Le 4 novembre 2024, David Leisterh pose un ultimatum aux formations néerlandophones. Une majorité dans les deux semaines, sinon le MR, Les Engagés et le PS commenceront à négocier seuls un accord de gouvernement.

Le 14 novembre, l’Open VLD se dit prêt à se contenter d’un poste de commissaire de gouvernement pour permettre la mise en place d’un équipage majoritaire Groen/Open Vld/Vooruit/N-VA/CD&V.  Fin novembre, ces formations se disent prêtes à négocier un accord de majorité. Le PS grogne : il n’entend pas entrer dans un gouvernement avec la N-VA.

Le formateur bruxellois David Leisterh (MR) lance ensuite un nouveau tour de consultations, qui conduit à une impasse totale.

Passer par la voie parlementaire

Pour en sortir, Ahmed Laaouej propose, en vain, à la fin du mois de janvier 2025, de désigner David Leisterh à la présidence de l’exécutif bruxellois par la voie parlementaire en usant de dispositions prévues dans la Loi spéciale sur les institutions bruxelloises pour faire face aux situations de blocage persistant.

Après un tour de consultations “de la dernière chance” début février, David Leisterh jette le gant, en se disant toutefois toujours candidat ministre-président.

++++++++++

Objectif a =>
Les affirmations suivantes concordent-elles avec l'extrait sur la formation du gouvernement bruxellois ? (i) David Leisterh a laissé deux semaines aux formations néerlandophones pour constituer une majorité. (ii) Le PS accepte d'entrer dans un gouvernement avec la N-VA. (iii) La proposition d'Ahmed Laaouej de passer par la voie parlementaire a abouti. Répondez par oui ou par non et citez à l'identique les mots décisifs de l'extrait.

++++++++++

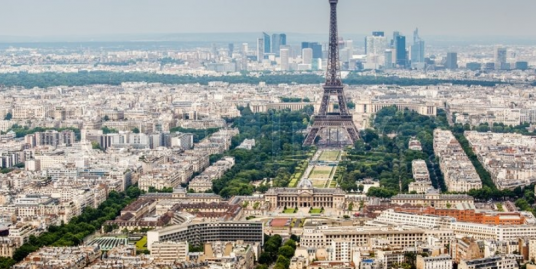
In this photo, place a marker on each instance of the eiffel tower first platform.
(325, 123)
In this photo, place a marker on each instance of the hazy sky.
(105, 17)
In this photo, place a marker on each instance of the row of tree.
(82, 78)
(383, 152)
(278, 151)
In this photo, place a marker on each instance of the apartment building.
(459, 173)
(495, 262)
(435, 199)
(198, 233)
(434, 262)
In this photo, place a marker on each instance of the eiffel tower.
(325, 122)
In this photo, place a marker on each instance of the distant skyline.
(67, 18)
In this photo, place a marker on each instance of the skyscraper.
(375, 45)
(452, 61)
(283, 39)
(278, 40)
(316, 47)
(267, 43)
(401, 53)
(276, 45)
(260, 49)
(285, 54)
(375, 48)
(307, 56)
(500, 58)
(393, 41)
(349, 44)
(378, 33)
(388, 62)
(231, 50)
(417, 49)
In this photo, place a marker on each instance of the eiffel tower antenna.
(341, 121)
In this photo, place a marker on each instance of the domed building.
(305, 195)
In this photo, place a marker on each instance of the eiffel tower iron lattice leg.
(324, 121)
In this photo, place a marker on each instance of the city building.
(169, 251)
(501, 55)
(305, 195)
(435, 199)
(199, 233)
(451, 61)
(434, 262)
(496, 262)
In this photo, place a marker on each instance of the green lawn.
(288, 211)
(321, 172)
(142, 244)
(329, 156)
(315, 211)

++++++++++

Objectif b =>
Extrayez des enregistrements, sans rien modifier, les lignes comprises entre celle qui contient "the eiffel tower." et la fin des enregistrements, bornes incluses.

Corrigé a =>
(i) Oui : « Une majorité dans les deux semaines ».
(ii) Non : « il n’entend pas entrer dans un gouvernement avec la N-VA ».
(iii) Non : « Ahmed Laaouej propose, en vain ».

Corrigé b =>
In this photo, place a marker on each instance of the eiffel tower.
(325, 122)
In this photo, place a marker on each instance of the distant skyline.
(67, 18)
In this photo, place a marker on each instance of the skyscraper.
(375, 45)
(452, 61)
(283, 39)
(278, 40)
(316, 47)
(267, 43)
(401, 53)
(276, 45)
(260, 49)
(285, 54)
(375, 48)
(307, 56)
(500, 58)
(393, 41)
(349, 44)
(378, 33)
(388, 62)
(231, 50)
(417, 49)
In this photo, place a marker on each instance of the eiffel tower antenna.
(341, 121)
In this photo, place a marker on each instance of the domed building.
(305, 195)
In this photo, place a marker on each instance of the eiffel tower iron lattice leg.
(324, 121)
In this photo, place a marker on each instance of the city building.
(169, 251)
(501, 55)
(305, 195)
(435, 199)
(199, 233)
(451, 61)
(434, 262)
(496, 262)
In this photo, place a marker on each instance of the green lawn.
(288, 211)
(321, 172)
(142, 244)
(329, 156)
(315, 211)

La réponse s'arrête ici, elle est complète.